◆ Brief
Copy the lines of the material below word for word, without the pictures.

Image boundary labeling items
******************************

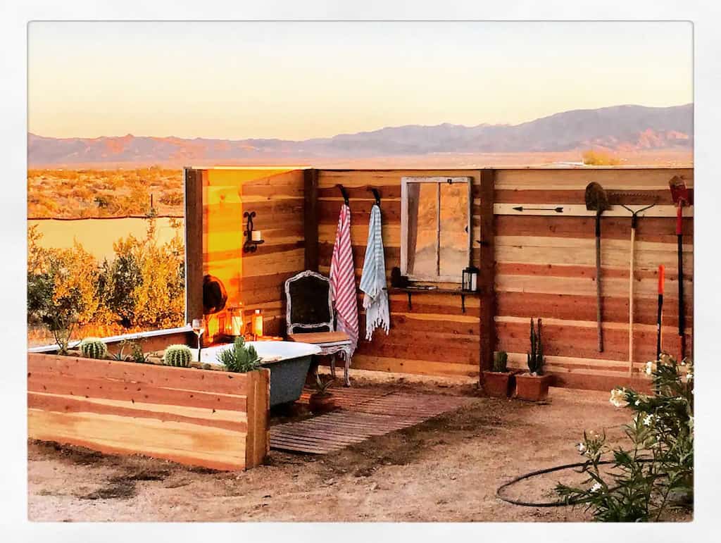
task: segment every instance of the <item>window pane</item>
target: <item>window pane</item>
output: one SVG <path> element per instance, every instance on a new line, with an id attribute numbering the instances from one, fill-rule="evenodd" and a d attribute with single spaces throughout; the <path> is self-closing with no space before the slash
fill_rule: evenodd
<path id="1" fill-rule="evenodd" d="M 441 275 L 457 277 L 468 265 L 468 183 L 441 184 Z"/>
<path id="2" fill-rule="evenodd" d="M 435 277 L 438 203 L 435 183 L 408 184 L 408 275 Z"/>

******************************

◆ Finished exercise
task: segment every instance of the <item>window pane</item>
target: <item>window pane</item>
output: one SVG <path> element per instance, every instance on a new line, with an id attribute numbering the instances from one, fill-rule="evenodd" and a d attribute with single spaces throughout; the <path> is self-closing with no space before the slash
fill_rule: evenodd
<path id="1" fill-rule="evenodd" d="M 441 275 L 457 277 L 468 265 L 468 183 L 441 184 Z"/>
<path id="2" fill-rule="evenodd" d="M 435 277 L 438 203 L 435 183 L 408 184 L 408 275 Z"/>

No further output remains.